**GIVEN EXERCISE**
Please set out the lines of the listing below as a numbered list, leaving out blank lines, from the line holding "Identify a point for each instance of the headlight" through the end of the listing, inclusive.
:: RECORDS FOR THIS TASK ::
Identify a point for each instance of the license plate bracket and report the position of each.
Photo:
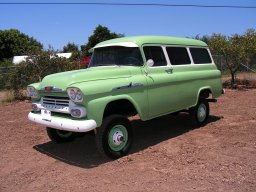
(46, 115)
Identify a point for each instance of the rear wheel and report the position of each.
(114, 137)
(60, 136)
(200, 113)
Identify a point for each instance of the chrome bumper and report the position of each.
(64, 124)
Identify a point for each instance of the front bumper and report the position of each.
(64, 124)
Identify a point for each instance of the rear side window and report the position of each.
(200, 55)
(178, 55)
(156, 54)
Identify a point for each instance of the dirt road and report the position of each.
(168, 154)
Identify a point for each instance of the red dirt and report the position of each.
(168, 154)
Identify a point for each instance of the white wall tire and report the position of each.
(114, 137)
(200, 113)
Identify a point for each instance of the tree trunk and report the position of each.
(233, 79)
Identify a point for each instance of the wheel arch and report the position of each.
(203, 93)
(100, 108)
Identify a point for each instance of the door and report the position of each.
(168, 85)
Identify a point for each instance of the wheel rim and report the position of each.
(201, 112)
(117, 138)
(63, 134)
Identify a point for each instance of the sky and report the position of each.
(57, 25)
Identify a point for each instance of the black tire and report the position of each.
(59, 136)
(114, 137)
(200, 113)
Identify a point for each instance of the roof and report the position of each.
(165, 40)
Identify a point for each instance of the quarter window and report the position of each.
(156, 54)
(178, 55)
(200, 55)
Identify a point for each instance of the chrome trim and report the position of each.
(128, 86)
(64, 124)
(54, 89)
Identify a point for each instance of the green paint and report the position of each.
(162, 93)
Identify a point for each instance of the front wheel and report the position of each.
(200, 113)
(114, 137)
(60, 136)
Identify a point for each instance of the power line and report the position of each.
(131, 4)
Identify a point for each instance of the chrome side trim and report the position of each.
(128, 86)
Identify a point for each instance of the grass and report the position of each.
(6, 96)
(243, 80)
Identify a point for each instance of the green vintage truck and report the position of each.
(146, 75)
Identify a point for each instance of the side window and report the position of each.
(200, 55)
(178, 55)
(156, 54)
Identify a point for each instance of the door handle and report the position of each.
(169, 71)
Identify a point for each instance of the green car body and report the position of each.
(128, 89)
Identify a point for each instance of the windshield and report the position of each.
(116, 55)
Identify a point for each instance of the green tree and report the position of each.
(36, 67)
(234, 50)
(73, 48)
(100, 34)
(13, 42)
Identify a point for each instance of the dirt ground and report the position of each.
(168, 154)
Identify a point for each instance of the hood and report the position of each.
(66, 79)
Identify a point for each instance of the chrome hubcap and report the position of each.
(201, 113)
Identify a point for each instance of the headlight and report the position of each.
(75, 94)
(32, 92)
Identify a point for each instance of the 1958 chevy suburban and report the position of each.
:::
**REPLY**
1. Identify a point for each instance of the headlight and report the position of each.
2. (75, 94)
3. (32, 92)
4. Identify a point for each instance of the 1958 chevy suburban and report the position of each.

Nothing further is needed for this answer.